=== Section Start ===

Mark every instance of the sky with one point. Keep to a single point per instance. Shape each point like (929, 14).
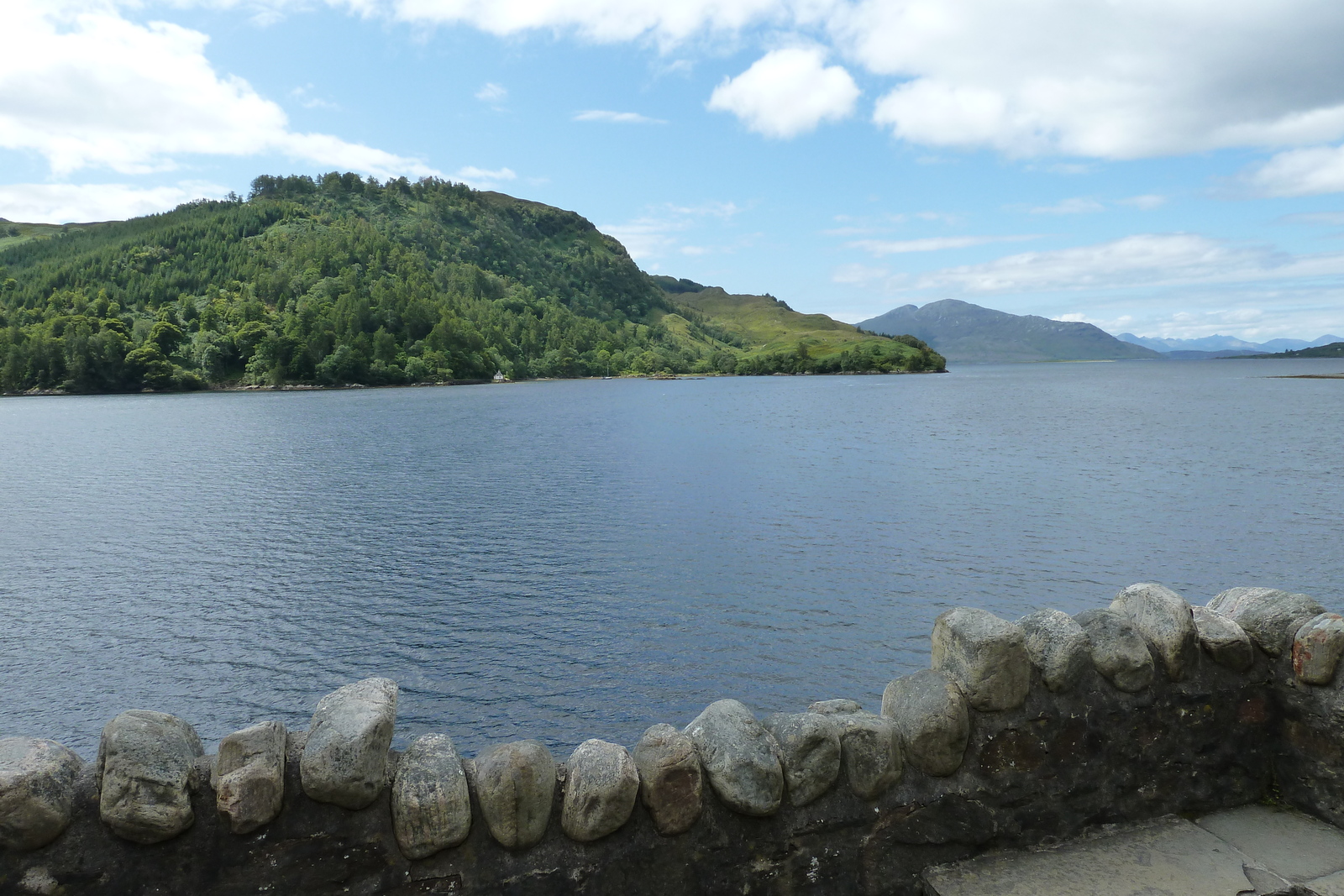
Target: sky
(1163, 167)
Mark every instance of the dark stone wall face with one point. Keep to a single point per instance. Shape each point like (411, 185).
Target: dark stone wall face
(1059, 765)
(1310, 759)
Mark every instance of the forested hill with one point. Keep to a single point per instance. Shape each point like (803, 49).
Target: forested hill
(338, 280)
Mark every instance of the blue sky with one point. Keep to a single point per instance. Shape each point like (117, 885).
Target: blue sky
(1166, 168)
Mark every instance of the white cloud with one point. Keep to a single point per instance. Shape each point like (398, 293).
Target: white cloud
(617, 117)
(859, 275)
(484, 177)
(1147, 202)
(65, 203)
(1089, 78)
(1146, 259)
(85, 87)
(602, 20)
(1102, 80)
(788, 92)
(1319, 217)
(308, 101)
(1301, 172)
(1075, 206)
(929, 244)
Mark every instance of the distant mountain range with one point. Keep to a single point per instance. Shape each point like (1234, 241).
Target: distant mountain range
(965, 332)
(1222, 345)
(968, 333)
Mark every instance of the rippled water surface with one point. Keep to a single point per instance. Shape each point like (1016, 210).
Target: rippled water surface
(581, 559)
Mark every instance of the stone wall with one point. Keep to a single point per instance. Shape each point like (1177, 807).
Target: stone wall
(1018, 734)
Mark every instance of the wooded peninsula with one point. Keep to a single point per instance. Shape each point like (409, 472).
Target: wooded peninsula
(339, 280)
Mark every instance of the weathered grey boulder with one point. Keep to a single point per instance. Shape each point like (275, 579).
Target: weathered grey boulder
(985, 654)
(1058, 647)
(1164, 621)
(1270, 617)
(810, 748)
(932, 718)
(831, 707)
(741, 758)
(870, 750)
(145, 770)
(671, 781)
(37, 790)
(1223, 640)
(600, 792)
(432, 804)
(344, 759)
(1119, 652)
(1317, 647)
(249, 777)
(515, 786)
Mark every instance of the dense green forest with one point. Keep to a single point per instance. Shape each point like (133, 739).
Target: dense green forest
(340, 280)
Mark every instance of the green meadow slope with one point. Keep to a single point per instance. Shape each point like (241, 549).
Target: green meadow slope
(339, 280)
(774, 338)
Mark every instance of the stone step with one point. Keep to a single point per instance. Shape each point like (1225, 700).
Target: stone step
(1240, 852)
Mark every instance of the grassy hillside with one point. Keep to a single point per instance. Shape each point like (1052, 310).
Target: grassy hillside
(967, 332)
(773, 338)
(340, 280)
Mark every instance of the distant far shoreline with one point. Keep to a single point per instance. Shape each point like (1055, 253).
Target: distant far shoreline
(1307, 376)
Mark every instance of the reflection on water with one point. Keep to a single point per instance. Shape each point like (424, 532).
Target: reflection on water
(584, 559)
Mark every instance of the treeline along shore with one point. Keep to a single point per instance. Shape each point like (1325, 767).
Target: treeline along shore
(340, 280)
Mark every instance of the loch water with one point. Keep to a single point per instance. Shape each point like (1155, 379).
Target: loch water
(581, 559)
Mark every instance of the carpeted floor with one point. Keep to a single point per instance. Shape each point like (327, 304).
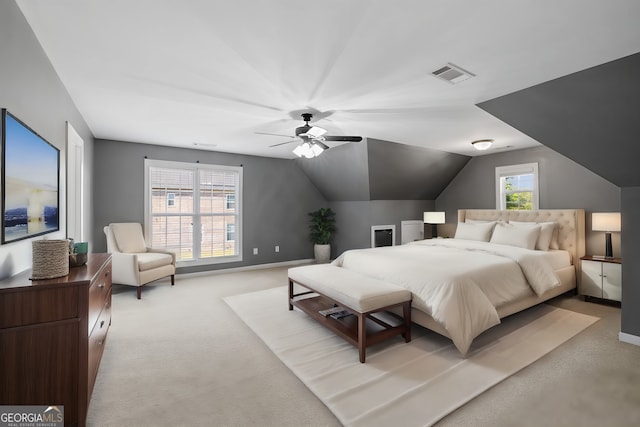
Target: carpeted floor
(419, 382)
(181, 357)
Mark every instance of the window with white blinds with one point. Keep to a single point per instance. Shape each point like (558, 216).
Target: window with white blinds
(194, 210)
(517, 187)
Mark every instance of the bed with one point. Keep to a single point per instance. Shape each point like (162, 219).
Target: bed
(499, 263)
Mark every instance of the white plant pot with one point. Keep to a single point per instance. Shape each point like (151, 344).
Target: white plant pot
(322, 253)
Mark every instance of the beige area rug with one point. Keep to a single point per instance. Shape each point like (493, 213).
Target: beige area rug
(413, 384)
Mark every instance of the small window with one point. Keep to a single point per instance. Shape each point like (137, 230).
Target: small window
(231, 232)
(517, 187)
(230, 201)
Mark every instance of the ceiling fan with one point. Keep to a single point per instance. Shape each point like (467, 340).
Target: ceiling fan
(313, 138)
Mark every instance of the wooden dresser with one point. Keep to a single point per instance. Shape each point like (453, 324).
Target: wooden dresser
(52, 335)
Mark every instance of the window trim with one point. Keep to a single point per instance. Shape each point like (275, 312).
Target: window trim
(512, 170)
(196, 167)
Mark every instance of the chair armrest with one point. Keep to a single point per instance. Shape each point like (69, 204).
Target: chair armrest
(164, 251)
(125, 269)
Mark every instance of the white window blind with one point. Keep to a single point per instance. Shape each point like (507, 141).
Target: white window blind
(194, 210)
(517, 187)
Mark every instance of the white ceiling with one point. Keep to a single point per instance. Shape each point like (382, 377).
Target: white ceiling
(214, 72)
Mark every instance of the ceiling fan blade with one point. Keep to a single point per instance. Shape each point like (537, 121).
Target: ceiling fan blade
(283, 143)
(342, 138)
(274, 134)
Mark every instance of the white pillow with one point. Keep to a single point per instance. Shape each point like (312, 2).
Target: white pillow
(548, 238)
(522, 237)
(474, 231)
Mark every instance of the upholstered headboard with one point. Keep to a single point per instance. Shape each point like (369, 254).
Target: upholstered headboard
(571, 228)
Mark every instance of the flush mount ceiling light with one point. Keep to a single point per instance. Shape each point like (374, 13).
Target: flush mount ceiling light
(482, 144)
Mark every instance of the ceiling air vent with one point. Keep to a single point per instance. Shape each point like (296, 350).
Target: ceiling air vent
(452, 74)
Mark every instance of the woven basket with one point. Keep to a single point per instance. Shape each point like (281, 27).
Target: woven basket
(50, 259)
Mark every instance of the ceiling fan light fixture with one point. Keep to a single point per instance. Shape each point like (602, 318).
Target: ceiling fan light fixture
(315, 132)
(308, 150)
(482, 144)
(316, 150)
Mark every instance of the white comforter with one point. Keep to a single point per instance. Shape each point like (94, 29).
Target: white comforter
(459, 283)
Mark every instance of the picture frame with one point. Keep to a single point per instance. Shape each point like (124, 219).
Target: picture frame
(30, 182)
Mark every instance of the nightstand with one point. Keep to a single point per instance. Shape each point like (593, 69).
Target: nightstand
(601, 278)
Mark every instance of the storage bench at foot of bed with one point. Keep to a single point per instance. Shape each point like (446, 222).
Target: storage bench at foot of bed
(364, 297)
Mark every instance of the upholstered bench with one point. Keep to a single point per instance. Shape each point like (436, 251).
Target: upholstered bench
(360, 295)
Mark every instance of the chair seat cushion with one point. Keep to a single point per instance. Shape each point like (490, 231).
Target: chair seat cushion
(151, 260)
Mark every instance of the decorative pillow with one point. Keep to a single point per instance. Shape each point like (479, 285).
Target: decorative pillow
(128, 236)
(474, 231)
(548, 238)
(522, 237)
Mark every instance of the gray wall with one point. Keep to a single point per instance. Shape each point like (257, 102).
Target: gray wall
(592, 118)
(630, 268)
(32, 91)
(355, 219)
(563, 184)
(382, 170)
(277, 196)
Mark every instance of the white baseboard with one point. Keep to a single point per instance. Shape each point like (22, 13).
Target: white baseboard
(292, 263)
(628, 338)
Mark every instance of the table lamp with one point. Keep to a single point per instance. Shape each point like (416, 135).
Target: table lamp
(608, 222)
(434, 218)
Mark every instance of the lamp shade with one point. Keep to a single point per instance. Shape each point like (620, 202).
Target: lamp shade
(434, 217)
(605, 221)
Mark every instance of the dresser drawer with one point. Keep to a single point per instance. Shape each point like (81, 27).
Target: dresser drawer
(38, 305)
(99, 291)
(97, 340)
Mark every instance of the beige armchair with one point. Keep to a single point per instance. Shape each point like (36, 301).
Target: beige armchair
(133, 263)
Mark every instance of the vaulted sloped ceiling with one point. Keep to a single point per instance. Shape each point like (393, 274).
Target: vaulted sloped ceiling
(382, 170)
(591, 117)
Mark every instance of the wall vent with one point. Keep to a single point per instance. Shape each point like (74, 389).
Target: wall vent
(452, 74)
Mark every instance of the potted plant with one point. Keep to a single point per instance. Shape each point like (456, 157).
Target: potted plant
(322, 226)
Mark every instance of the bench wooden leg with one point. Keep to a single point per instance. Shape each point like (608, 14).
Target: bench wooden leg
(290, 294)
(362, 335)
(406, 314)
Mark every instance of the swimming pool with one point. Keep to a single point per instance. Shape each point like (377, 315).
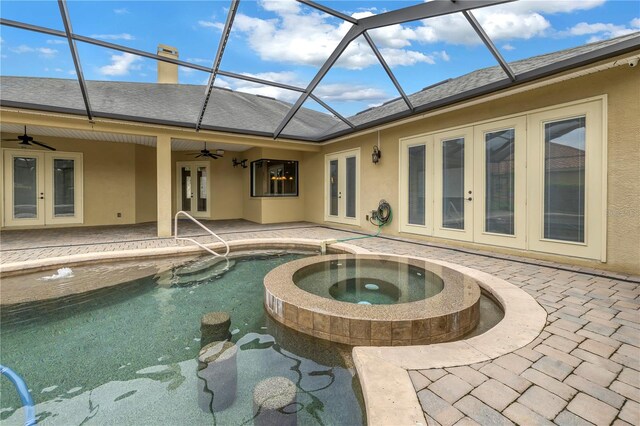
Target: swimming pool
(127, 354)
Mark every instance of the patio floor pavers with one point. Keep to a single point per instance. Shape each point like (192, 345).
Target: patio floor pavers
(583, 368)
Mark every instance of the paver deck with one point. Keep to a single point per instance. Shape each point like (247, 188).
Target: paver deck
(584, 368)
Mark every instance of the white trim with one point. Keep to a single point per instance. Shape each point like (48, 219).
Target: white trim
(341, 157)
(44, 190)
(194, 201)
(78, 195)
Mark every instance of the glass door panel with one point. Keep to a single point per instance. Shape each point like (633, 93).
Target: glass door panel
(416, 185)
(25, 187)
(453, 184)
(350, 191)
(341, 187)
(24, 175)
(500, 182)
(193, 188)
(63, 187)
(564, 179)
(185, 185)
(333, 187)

=== Section End ===

* YOUR INSTRUCTIONS: Leaving out each picture, repeat exactly the lines above from the one that contains "Mark every instance of the lamp" through the one that contains "Mark every instance of the patio".

* RESPONSE:
Mark every instance of the lamp shade with one point. Keep to a single point per instance. Shape each point like (620, 202).
Target: lamp shade
(434, 217)
(605, 221)
Mark every instance of the dresser drawer with one point. Keep to a single point per instance. Shape each point like (81, 27).
Target: dresser drawer
(38, 305)
(99, 291)
(97, 340)
Mark every instance of the beige armchair with one point. Keep to a single point per instance. Shape each point like (36, 301).
Target: beige armchair
(133, 263)
Mark every instance of the vaulted sloped ceiling with one point. Keep to a single point per instance. Shape each point like (393, 274).
Target: vaulted sloped ceiling
(382, 170)
(591, 117)
Mark every instance of the wall vent with one point. Keep to a single point per instance. Shape each point like (74, 389).
Target: wall vent
(452, 74)
Mark every instance of the potted plant with one point. Keep to a single point per instance. Shape each point like (456, 157).
Target: potted plant
(322, 226)
Mark every instance of the bench wooden leg with one point. Keep to a single point per instance. Shape each point like (608, 14).
Target: bench wooden leg
(290, 294)
(362, 335)
(406, 314)
Mark every instance of the swimming pool with one point. Keep to a single point per instance. Shape each point like (377, 315).
Target: swimming pool
(127, 354)
Mark every instance of the patio floor pavers with one point. Keep to a single point per instance. Shape each point like (192, 345).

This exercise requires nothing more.